==== Study material
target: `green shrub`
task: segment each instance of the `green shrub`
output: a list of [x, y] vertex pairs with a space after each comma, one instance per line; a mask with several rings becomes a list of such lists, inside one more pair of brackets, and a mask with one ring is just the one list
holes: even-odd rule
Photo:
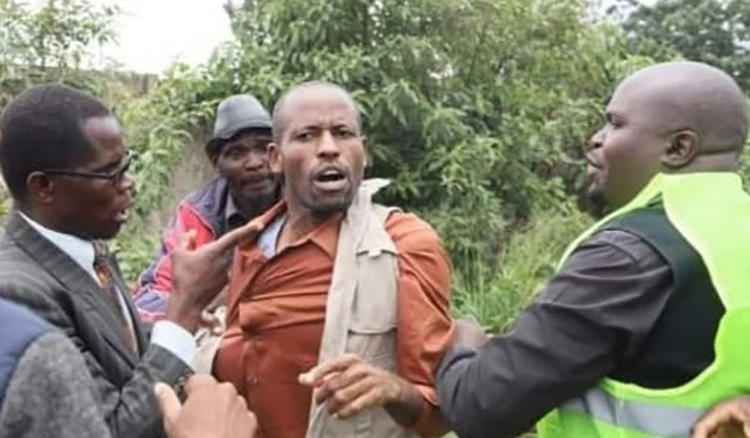
[[477, 259], [456, 272], [454, 313], [473, 315], [492, 332], [504, 331], [552, 277], [568, 244], [592, 222], [576, 209], [533, 214], [510, 238], [496, 266]]

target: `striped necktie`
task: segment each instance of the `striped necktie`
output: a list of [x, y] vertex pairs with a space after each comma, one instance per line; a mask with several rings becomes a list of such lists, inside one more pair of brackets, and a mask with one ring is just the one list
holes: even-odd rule
[[99, 279], [99, 285], [101, 286], [104, 299], [109, 303], [117, 316], [118, 322], [124, 330], [125, 340], [128, 343], [128, 347], [130, 347], [131, 351], [137, 355], [138, 343], [135, 338], [135, 330], [123, 313], [124, 309], [120, 303], [120, 292], [117, 289], [117, 283], [112, 274], [112, 265], [110, 263], [107, 244], [98, 240], [92, 243], [94, 245], [94, 272], [96, 272], [96, 277]]

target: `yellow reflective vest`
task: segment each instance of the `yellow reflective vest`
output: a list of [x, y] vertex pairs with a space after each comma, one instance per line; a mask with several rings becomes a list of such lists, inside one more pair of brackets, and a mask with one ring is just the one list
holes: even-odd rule
[[[714, 339], [715, 359], [689, 382], [650, 389], [605, 378], [545, 416], [540, 438], [687, 436], [716, 403], [750, 393], [750, 196], [739, 175], [659, 174], [630, 203], [584, 232], [561, 260], [602, 227], [661, 199], [669, 223], [706, 265], [726, 313]], [[690, 321], [685, 321], [690, 324]]]

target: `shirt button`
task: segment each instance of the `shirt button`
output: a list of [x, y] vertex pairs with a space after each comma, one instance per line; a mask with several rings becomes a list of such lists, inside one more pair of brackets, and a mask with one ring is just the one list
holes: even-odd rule
[[258, 378], [254, 374], [251, 374], [251, 375], [247, 376], [247, 383], [249, 385], [257, 385], [258, 384]]

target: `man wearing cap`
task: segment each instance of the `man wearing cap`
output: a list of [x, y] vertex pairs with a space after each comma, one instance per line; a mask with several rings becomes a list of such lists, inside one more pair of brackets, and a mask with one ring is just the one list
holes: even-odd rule
[[139, 276], [136, 307], [145, 321], [164, 317], [172, 283], [170, 253], [180, 231], [193, 229], [196, 245], [211, 242], [263, 213], [279, 197], [279, 178], [268, 167], [271, 117], [249, 94], [219, 104], [214, 135], [205, 146], [219, 176], [186, 196], [164, 232], [161, 248]]

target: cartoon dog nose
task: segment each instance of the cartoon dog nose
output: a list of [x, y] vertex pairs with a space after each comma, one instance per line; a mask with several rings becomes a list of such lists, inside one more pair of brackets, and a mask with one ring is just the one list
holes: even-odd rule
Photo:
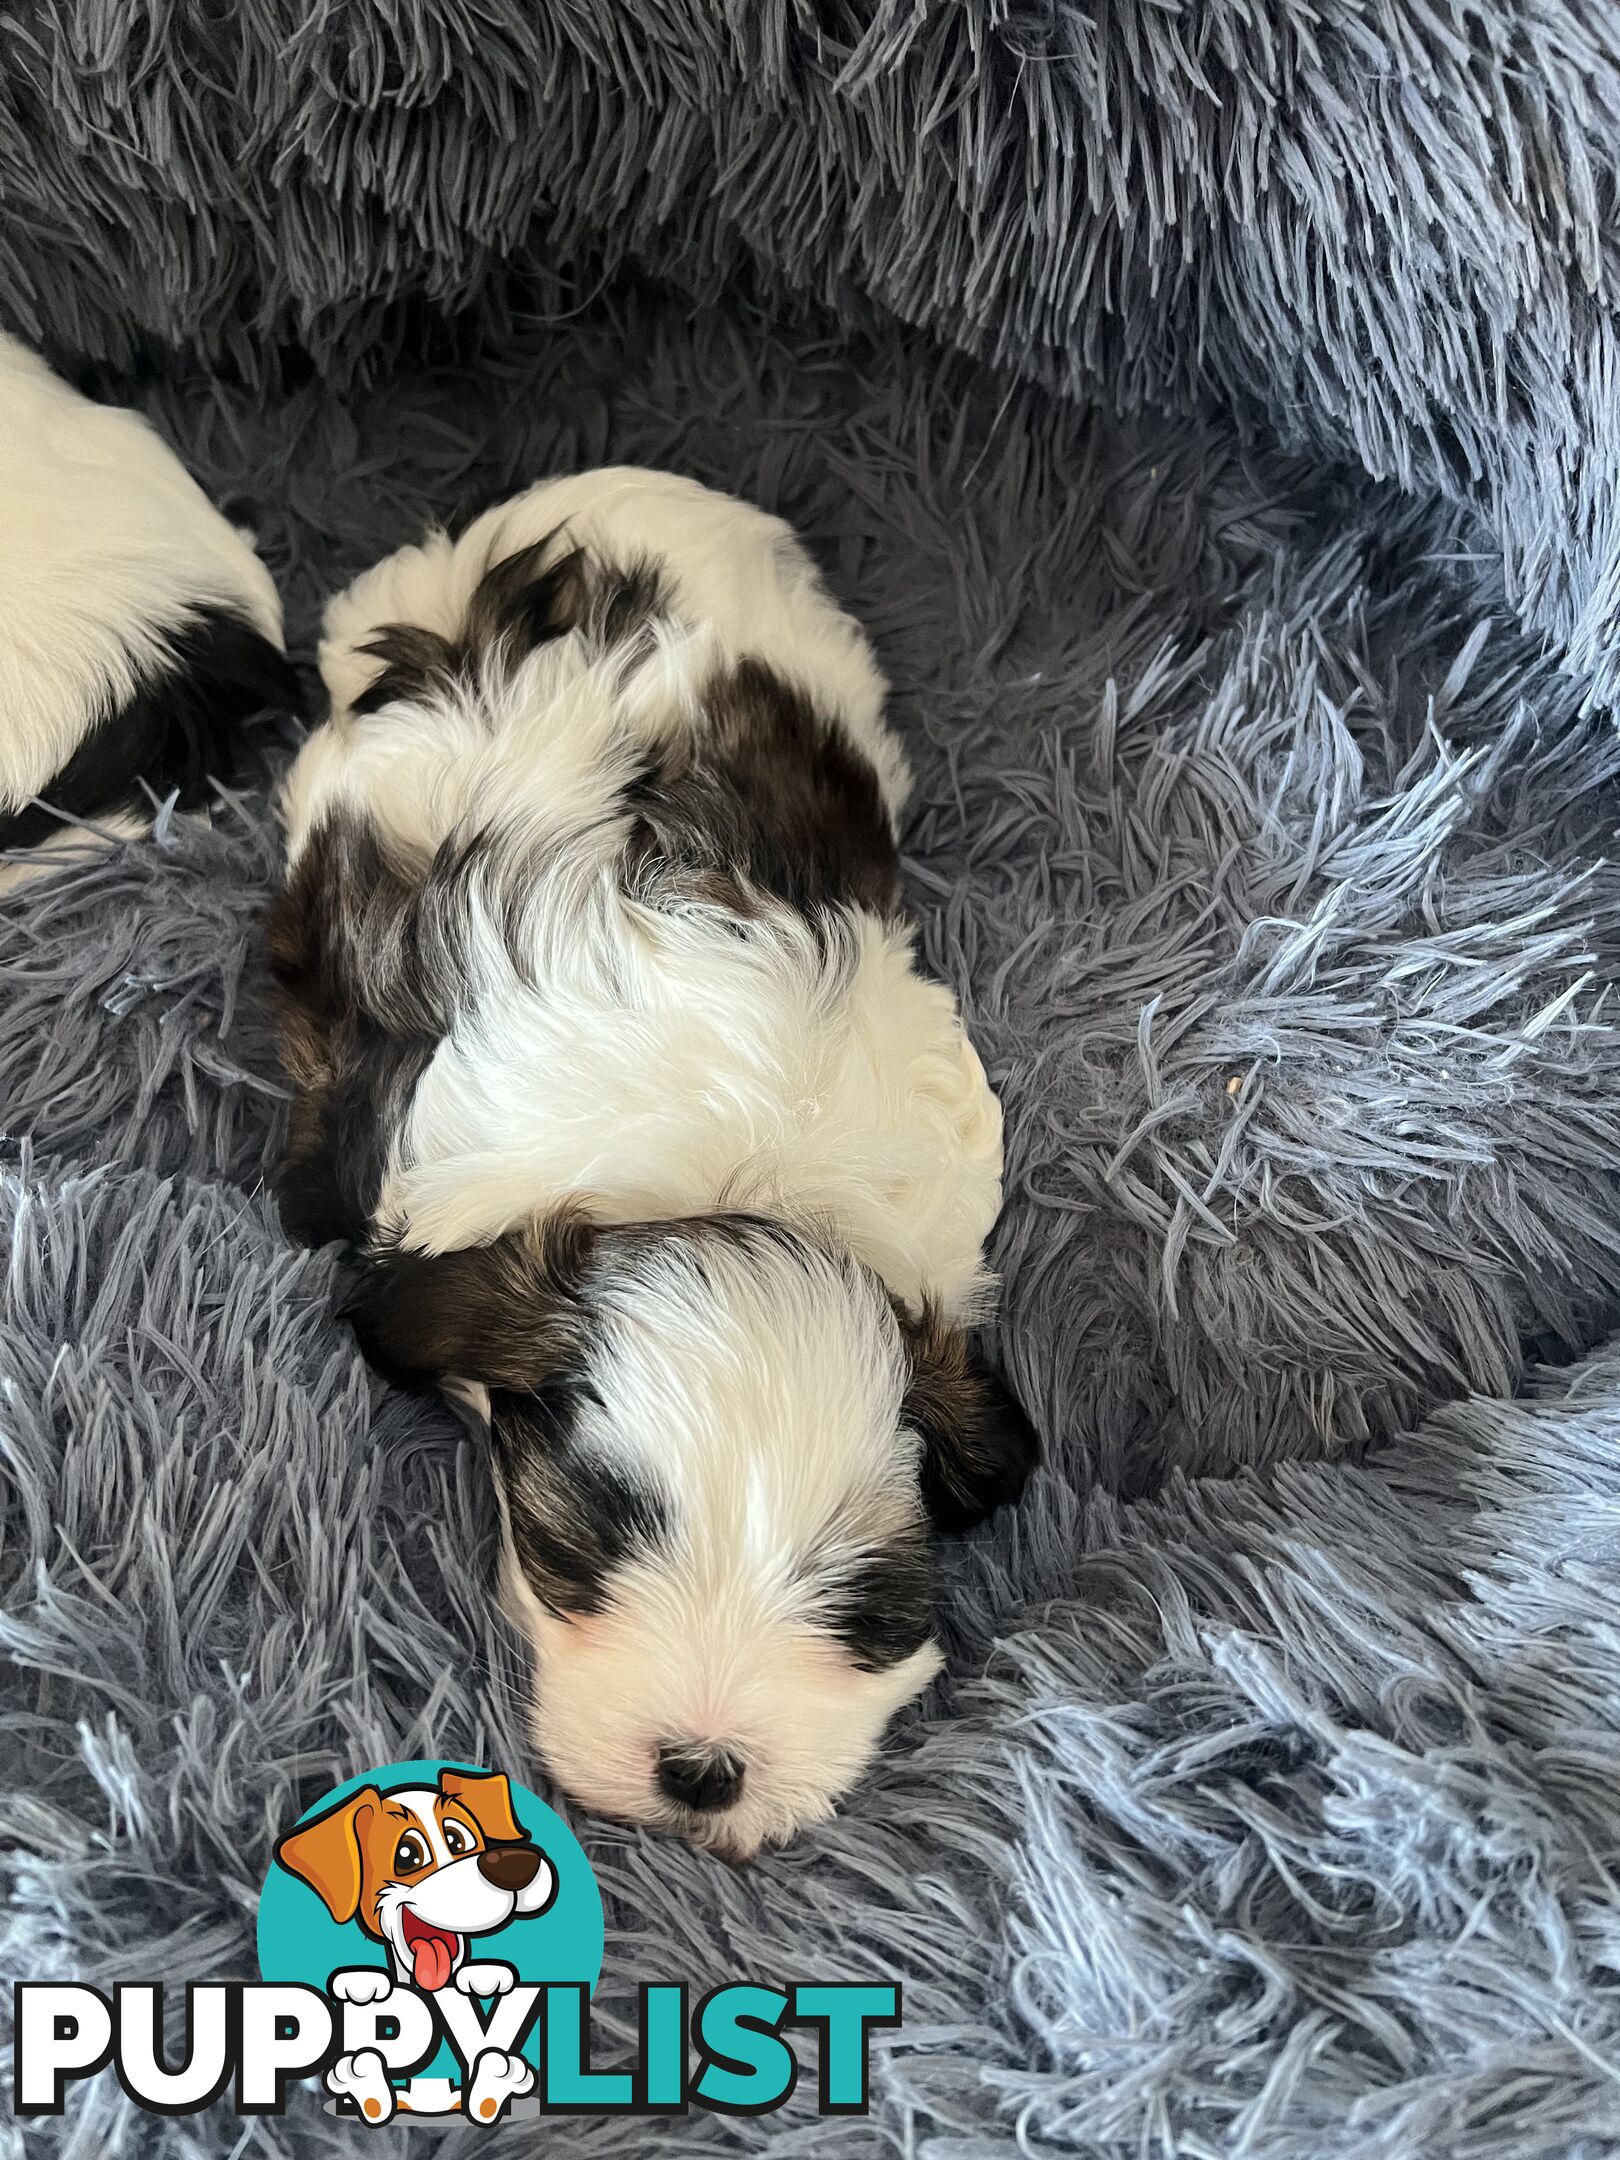
[[743, 1789], [743, 1766], [729, 1749], [694, 1746], [690, 1740], [666, 1740], [655, 1775], [666, 1800], [705, 1815], [731, 1807]]
[[498, 1890], [526, 1890], [540, 1872], [532, 1845], [491, 1845], [478, 1855], [478, 1872]]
========
:: Exercise brief ::
Copy each line of the records precisely and drop any images they hold.

:: Reply ::
target: `green shrub`
task: segment each instance of the `green shrub`
output: a list of [x, y] vertex pairs with a space after each comma, one instance per line; a mask with several rings becomes a list of such lists, inside one more pair of brackets, and a mask with one ring is just the one list
holes: even-odd rule
Photo:
[[477, 259], [456, 272], [454, 313], [473, 315], [492, 332], [504, 331], [552, 277], [568, 244], [592, 222], [576, 209], [533, 214], [510, 238], [496, 266]]

target: `striped necktie`
task: segment each instance of the `striped necktie`
output: a list of [x, y] vertex pairs with a space after each comma, one instance per line; a mask with several rings becomes a list of such lists, inside one more pair of brackets, and a mask with one ring is just the one list
holes: even-odd rule
[[99, 279], [99, 285], [101, 286], [104, 299], [109, 303], [117, 316], [118, 322], [124, 330], [125, 340], [128, 343], [128, 347], [130, 347], [131, 351], [137, 355], [138, 343], [135, 338], [135, 330], [123, 313], [124, 309], [120, 303], [120, 292], [117, 289], [117, 283], [112, 274], [112, 265], [110, 263], [107, 244], [98, 240], [92, 243], [94, 245], [94, 272], [96, 272], [96, 277]]

target: `yellow reflective vest`
task: segment each instance of the `yellow reflective vest`
output: a list of [x, y] vertex pairs with a space after each comma, one instance per line; a mask with several rings becomes a list of such lists, inside one more pair of brackets, and a mask with one ring is just the one list
holes: even-odd rule
[[[714, 339], [715, 359], [689, 382], [650, 389], [605, 378], [545, 416], [540, 438], [687, 436], [716, 403], [750, 393], [750, 196], [739, 175], [659, 174], [630, 203], [584, 232], [561, 260], [602, 227], [661, 199], [669, 223], [706, 265], [726, 313]], [[690, 321], [685, 321], [690, 324]]]

target: `shirt button`
task: segment each instance of the `shirt button`
output: a list of [x, y] vertex pairs with a space after each comma, one instance per line; a mask with several rings becomes a list of such lists, inside one more pair of brackets, and a mask with one ring is just the one list
holes: even-odd rule
[[258, 378], [254, 374], [251, 374], [251, 375], [247, 376], [247, 383], [249, 385], [257, 385], [258, 384]]

target: `man wearing cap`
task: segment each instance of the `man wearing cap`
output: a list of [x, y] vertex pairs with a space after each comma, one instance per line; a mask with several rings becomes a list of such lists, inside one more pair of brackets, and a mask with one ring is just the one list
holes: even-odd rule
[[139, 276], [136, 307], [145, 321], [164, 317], [172, 283], [170, 253], [180, 231], [193, 229], [196, 245], [211, 242], [263, 213], [279, 197], [279, 178], [268, 167], [271, 117], [249, 94], [219, 104], [214, 135], [205, 146], [219, 176], [186, 196], [164, 232], [161, 248]]

target: cartoon dog nose
task: segment each instance of the cartoon dog nose
output: a list of [x, y] vertex pairs with a space after each comma, one instance per line; a mask with several rings becomes a list of such lists, inside one more pair of brackets, and a mask with one ring is just the one list
holes: even-odd rule
Photo:
[[743, 1789], [743, 1766], [729, 1749], [694, 1746], [690, 1740], [666, 1740], [655, 1775], [666, 1800], [705, 1815], [731, 1807]]
[[498, 1890], [526, 1890], [540, 1872], [532, 1845], [491, 1845], [478, 1855], [478, 1872]]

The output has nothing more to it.